Image point grounding data:

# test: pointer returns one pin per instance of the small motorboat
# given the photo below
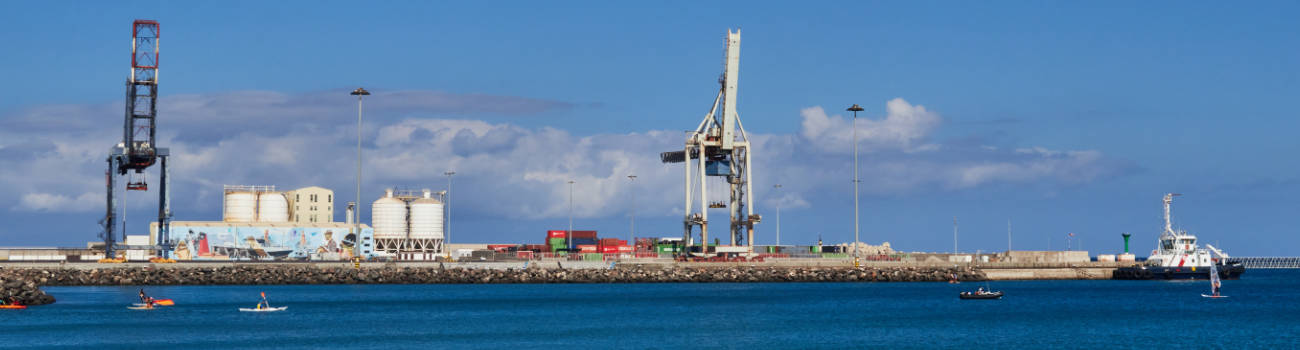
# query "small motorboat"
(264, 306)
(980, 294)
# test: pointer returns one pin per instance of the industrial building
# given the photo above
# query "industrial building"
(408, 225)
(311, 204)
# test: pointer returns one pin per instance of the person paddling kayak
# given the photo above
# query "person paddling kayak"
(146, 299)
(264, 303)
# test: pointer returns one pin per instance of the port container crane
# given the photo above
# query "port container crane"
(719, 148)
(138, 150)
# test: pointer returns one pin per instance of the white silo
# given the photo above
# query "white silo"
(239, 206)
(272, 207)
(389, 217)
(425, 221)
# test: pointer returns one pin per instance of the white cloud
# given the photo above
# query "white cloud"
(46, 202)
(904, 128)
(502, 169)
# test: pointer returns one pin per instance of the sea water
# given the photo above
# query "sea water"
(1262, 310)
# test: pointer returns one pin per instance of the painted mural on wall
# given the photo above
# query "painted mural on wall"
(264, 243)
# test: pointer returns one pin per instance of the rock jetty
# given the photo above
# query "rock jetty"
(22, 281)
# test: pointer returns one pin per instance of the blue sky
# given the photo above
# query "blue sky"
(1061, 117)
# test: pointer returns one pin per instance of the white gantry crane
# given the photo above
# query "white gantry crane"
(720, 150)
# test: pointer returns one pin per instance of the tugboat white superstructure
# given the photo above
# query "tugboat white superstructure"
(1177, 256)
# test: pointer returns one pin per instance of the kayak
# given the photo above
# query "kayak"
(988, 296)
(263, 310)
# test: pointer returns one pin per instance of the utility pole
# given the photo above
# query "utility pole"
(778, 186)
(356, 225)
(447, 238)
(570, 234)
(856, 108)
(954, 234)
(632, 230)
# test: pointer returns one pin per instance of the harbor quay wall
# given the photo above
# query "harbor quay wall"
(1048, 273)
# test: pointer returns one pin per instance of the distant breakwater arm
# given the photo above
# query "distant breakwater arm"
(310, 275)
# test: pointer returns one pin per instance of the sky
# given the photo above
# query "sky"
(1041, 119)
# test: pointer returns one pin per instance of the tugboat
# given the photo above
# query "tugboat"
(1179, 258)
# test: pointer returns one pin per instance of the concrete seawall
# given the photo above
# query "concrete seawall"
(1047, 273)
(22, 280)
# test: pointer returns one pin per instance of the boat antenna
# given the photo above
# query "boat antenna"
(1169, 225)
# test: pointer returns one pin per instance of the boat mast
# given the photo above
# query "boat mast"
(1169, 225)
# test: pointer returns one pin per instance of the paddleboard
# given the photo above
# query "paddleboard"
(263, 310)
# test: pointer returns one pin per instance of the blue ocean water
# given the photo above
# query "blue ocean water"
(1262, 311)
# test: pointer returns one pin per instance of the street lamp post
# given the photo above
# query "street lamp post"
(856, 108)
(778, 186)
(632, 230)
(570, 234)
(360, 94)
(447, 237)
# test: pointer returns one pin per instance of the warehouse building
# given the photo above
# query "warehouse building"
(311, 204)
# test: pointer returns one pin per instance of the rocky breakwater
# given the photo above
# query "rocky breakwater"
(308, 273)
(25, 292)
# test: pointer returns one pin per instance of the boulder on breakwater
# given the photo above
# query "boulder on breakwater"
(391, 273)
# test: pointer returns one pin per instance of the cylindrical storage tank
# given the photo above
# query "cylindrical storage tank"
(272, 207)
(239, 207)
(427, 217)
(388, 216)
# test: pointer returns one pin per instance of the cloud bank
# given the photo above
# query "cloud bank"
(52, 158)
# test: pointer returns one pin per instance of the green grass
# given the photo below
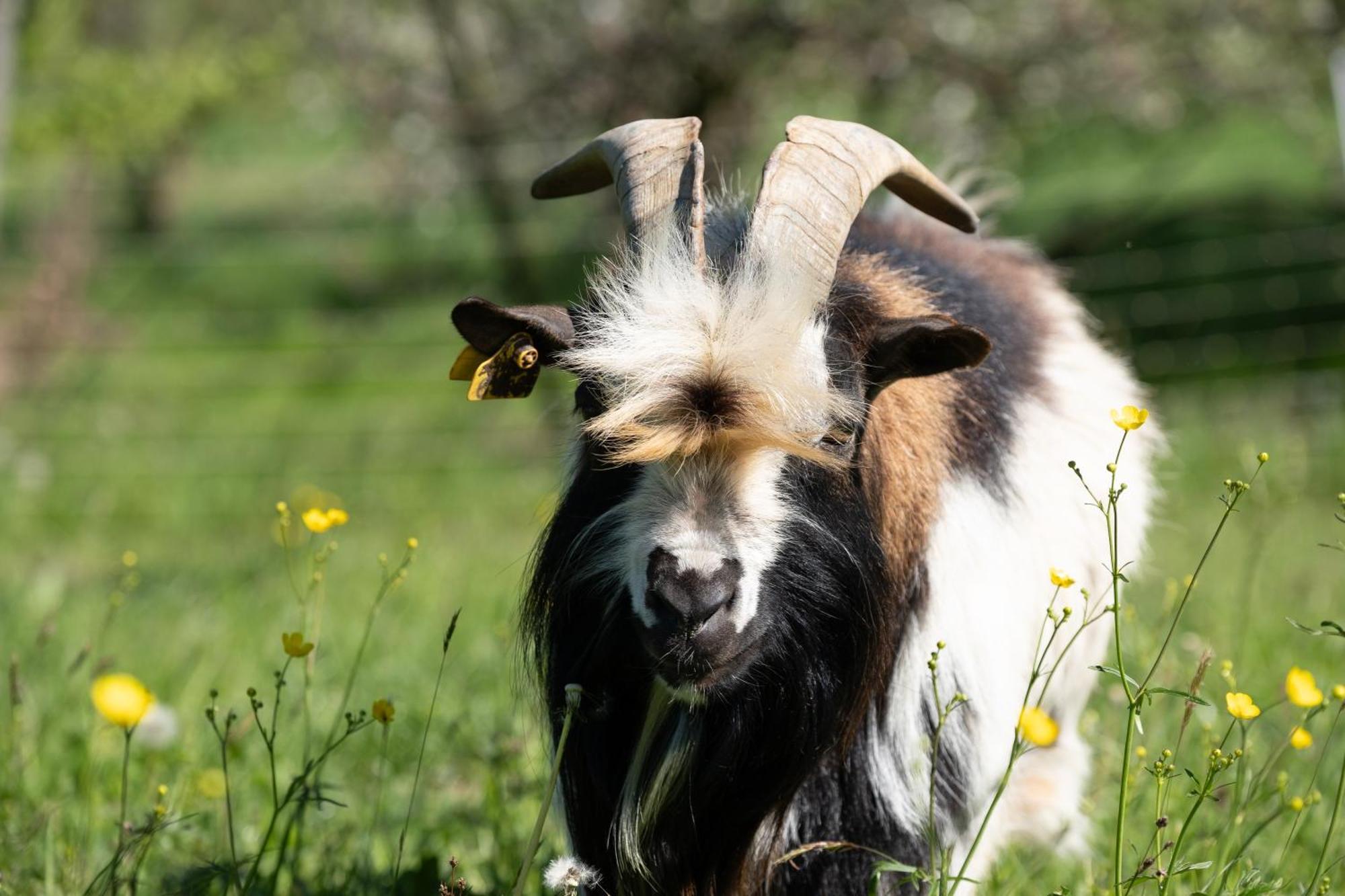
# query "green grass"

* _Exercise details_: Throughout the records above, find the lines in which the word "grass" appears and return them.

* _Solution to the exercise_:
# test: pointer returns one pin per instance of the green grass
# query "green grass"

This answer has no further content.